Could you reproduce the data verbatim from the line containing "Would you mind marking the withered" through the final line, both included?
----
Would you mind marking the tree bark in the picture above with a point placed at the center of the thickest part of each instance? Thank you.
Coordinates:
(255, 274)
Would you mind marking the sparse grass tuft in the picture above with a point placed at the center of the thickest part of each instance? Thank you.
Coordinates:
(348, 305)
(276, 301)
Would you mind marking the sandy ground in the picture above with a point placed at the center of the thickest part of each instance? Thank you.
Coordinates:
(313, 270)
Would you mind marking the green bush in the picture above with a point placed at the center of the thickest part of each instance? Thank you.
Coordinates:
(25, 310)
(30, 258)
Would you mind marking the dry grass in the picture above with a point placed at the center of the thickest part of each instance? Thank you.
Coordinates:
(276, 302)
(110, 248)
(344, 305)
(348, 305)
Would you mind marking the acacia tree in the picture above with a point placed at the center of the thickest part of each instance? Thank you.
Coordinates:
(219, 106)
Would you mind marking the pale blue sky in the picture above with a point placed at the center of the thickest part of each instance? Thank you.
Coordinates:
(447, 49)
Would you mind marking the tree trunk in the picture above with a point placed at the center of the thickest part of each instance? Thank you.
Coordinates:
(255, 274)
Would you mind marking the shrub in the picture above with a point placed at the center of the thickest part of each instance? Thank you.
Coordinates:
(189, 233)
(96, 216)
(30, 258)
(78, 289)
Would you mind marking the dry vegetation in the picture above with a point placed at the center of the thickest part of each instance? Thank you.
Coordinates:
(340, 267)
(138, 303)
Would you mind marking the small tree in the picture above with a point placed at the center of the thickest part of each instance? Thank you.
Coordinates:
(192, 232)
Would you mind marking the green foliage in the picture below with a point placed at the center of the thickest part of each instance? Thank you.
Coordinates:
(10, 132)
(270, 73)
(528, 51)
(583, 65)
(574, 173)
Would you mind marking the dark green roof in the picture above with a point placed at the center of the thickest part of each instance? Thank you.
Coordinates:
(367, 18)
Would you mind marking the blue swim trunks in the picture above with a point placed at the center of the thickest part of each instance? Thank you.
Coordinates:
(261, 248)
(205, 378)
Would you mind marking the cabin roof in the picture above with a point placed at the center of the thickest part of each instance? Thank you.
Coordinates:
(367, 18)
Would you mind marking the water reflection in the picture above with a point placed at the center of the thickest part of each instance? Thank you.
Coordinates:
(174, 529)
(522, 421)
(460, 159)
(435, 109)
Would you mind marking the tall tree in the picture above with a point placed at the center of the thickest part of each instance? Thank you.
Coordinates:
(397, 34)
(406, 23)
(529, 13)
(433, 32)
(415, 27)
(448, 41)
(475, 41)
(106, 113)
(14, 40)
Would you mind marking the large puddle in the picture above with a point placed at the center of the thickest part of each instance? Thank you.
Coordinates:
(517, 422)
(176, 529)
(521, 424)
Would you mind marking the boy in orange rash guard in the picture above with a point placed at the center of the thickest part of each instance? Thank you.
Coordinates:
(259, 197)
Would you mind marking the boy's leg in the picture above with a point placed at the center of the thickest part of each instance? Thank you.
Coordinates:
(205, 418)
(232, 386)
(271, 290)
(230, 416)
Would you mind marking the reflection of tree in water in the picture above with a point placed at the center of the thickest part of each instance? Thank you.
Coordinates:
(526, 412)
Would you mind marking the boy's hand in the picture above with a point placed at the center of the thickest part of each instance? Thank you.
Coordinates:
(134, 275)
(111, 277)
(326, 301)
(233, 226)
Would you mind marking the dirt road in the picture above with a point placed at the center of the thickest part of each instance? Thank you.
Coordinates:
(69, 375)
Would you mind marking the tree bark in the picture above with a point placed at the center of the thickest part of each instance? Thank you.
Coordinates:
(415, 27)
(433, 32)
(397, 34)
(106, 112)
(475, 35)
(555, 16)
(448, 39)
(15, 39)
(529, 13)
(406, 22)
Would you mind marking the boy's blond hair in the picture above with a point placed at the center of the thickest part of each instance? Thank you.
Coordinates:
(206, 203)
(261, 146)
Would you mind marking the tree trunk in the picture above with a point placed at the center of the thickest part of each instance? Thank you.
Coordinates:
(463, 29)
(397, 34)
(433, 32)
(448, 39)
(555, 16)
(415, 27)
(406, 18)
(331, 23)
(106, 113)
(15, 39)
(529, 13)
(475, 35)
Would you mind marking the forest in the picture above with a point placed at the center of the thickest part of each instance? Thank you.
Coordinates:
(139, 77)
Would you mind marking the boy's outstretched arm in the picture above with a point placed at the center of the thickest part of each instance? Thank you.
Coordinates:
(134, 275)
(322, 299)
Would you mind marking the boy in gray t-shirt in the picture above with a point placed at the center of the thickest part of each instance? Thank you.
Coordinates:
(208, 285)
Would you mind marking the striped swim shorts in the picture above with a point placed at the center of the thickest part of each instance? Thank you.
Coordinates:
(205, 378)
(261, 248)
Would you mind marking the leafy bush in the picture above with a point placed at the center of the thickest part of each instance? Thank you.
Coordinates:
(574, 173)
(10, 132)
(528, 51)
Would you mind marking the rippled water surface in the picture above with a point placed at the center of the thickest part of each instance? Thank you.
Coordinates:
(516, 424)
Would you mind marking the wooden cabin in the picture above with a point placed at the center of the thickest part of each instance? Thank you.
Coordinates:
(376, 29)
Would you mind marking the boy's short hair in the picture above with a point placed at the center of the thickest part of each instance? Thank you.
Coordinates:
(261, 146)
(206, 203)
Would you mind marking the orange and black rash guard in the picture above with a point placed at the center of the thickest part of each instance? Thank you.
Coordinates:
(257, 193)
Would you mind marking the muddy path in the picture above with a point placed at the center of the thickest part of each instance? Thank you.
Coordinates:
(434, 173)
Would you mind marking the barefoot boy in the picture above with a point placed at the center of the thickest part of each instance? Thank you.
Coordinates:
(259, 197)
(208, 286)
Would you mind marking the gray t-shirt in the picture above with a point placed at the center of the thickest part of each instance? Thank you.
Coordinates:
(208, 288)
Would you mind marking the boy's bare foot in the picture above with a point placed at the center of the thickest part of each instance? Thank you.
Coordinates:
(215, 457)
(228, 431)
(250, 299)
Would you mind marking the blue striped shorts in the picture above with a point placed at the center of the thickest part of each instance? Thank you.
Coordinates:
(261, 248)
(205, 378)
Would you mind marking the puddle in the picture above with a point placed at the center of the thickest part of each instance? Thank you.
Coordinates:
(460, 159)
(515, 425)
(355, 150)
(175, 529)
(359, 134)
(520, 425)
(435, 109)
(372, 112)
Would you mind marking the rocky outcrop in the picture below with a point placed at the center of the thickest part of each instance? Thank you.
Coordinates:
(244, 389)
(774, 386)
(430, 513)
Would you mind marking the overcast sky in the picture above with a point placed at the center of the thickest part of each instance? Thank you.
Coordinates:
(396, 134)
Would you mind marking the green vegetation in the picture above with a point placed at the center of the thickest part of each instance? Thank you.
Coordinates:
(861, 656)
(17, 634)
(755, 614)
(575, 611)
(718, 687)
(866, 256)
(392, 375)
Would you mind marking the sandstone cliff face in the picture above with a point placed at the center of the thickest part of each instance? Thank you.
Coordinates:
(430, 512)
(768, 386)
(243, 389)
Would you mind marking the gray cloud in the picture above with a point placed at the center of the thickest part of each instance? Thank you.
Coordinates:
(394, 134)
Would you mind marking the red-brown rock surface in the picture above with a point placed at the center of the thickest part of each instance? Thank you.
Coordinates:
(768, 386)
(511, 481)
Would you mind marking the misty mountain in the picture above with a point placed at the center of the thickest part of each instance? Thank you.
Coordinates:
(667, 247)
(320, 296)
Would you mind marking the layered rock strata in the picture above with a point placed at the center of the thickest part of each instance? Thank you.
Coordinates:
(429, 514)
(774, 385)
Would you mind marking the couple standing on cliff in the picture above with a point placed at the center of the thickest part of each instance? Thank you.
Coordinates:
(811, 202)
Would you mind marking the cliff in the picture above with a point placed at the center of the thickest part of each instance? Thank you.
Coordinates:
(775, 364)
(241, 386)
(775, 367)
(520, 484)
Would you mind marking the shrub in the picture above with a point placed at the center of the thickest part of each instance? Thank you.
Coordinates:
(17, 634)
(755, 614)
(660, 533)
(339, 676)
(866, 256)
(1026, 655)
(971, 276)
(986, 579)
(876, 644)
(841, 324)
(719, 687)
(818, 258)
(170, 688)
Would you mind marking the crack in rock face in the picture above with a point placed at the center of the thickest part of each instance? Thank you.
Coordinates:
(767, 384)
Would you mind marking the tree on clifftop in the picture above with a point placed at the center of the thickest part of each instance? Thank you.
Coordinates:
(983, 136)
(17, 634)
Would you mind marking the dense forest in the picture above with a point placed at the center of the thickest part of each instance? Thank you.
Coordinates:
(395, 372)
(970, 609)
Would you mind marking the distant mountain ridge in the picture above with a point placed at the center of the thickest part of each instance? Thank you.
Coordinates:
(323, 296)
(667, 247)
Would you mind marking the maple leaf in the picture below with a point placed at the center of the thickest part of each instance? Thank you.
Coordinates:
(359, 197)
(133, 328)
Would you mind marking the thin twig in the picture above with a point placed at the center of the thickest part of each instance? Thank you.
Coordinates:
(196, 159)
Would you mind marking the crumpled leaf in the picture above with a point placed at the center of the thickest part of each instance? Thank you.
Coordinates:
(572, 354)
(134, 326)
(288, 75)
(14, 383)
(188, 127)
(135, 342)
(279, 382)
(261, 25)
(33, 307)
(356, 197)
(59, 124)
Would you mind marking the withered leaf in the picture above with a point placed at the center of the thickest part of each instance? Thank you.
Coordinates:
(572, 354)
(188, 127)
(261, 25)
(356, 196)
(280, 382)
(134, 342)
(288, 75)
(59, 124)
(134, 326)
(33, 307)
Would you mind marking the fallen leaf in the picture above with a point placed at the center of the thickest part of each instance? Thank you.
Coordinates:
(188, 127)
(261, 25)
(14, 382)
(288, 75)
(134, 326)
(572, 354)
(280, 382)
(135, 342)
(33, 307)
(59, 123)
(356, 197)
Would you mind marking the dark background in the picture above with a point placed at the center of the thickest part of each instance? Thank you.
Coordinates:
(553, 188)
----
### Final result
Would you mind marking the withered leaf in the picture above with a point placed at the center of the thickest part of each instance? Thank you.
Coordinates:
(572, 354)
(188, 127)
(261, 25)
(356, 196)
(280, 382)
(134, 342)
(288, 75)
(59, 124)
(134, 326)
(33, 307)
Would you mind marking the fallen leaf in the picture above with a point placed at the center of the thickest part of each instance? Thank you.
Coordinates:
(188, 127)
(261, 25)
(14, 382)
(288, 75)
(134, 326)
(572, 354)
(280, 382)
(135, 342)
(33, 307)
(59, 123)
(356, 197)
Would you mind marking the dark background in the picture above with a point placed at the center of the thickest part of each instance? Thank you.
Coordinates:
(553, 188)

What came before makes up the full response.